**What this task involves**. All entries must come back exactly as given, with no pictures in the copy.
___ Dataset extract ___
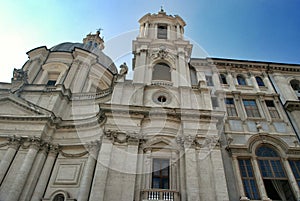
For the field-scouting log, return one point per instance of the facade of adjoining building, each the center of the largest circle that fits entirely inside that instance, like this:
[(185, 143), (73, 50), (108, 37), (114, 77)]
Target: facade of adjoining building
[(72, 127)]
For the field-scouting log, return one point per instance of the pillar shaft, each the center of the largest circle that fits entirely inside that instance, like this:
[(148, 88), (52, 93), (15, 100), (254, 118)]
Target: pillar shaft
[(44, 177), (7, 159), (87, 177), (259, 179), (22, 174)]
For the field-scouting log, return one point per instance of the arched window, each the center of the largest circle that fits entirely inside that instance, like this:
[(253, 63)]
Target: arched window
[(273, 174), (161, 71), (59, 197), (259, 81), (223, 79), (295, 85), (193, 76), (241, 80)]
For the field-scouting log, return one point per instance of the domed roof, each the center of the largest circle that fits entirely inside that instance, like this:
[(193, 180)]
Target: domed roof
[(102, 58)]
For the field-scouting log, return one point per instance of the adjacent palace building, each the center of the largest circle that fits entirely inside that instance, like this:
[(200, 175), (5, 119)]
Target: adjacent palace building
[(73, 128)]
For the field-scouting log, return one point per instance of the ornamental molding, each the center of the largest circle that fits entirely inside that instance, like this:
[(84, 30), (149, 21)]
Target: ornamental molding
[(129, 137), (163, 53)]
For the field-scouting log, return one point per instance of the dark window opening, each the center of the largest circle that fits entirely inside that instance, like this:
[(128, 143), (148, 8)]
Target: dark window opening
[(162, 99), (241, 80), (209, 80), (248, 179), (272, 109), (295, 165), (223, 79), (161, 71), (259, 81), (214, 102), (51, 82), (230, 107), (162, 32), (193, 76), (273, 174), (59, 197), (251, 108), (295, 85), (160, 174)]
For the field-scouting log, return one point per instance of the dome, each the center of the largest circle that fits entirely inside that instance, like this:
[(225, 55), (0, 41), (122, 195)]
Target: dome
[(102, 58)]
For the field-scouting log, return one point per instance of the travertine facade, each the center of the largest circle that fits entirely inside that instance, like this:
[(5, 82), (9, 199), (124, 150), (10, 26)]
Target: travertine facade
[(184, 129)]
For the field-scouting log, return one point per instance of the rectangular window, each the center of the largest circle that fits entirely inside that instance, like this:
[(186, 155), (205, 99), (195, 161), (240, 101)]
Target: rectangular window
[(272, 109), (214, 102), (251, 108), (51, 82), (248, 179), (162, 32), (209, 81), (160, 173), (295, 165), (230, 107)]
___
**Response to this exercise**.
For the field-scouting log, return one point per instance of the facade of adjoining building, each the center of the largest circle that fits entirely inside that instance, like this:
[(185, 143), (73, 50), (108, 37), (114, 77)]
Target: facade of adjoining building
[(72, 127)]
For the field-scouting log, return one point per instance of the pillar shaft, each the center of the largest circle that fits entirely inside that instance, like this:
[(148, 88), (52, 93), (15, 100), (254, 118)]
Target: pillar shaft
[(44, 177), (7, 159), (87, 177), (259, 179), (22, 174)]
For the field-scouting log, return one point per instance of the arched window, each the center of the largest circle that fits entirely inside that instance, like this:
[(253, 63)]
Target: arched window
[(273, 174), (161, 71), (59, 197), (259, 81), (223, 79), (295, 85), (193, 76), (241, 80)]
For the field-scouting log, return one point per instance of the domed roof, each the center of the largest circle that fits entirely inside that instance, like this:
[(193, 180)]
Target: domed roof
[(102, 58)]
For the field-scouting log, return one point per instance of the adjacent palace building, each the center of the largest circle that fits entirely inside that instance, like this:
[(200, 175), (5, 119)]
Target: adjacent palace building
[(73, 128)]
For the field-scouting log, return one point per instance of the ornamental molding, each the center of the largest circle that fits entirely inside that instance, like this:
[(84, 30), (149, 21)]
Target: ornamental molding
[(129, 137), (163, 53)]
For the field-scouting log, return one point per instance of the dark window opening, each the center of the largest circle that fits entirely inside that instance, like this:
[(128, 143), (148, 8)]
Target: dark window opening
[(162, 99), (241, 80), (209, 80), (248, 179), (272, 109), (295, 165), (223, 79), (161, 71), (259, 81), (214, 102), (51, 82), (230, 107), (162, 32), (193, 76), (273, 174), (59, 197), (251, 108), (295, 85), (160, 174)]
For the field-scouting log, return one point per instance of the dome, each the center of the largest circle that fits entirely inside that instance, like this:
[(225, 55), (0, 41), (122, 195)]
Target: dome
[(102, 58)]
For the field-scouting log, return one point per instance of the travertine facade, each the center of the largest circle that fits entirely inside that instance, like this:
[(5, 82), (9, 199), (124, 150), (10, 26)]
Target: travertine facade
[(184, 129)]
For the field-scouting log, return one point per instance of the rectangular window, each the center of the largest circle that fits entirely inside that instance, like this:
[(186, 155), (205, 99), (195, 161), (240, 101)]
Target: rectangular window
[(272, 109), (214, 102), (251, 108), (51, 82), (248, 179), (162, 32), (209, 81), (160, 173), (295, 165), (230, 107)]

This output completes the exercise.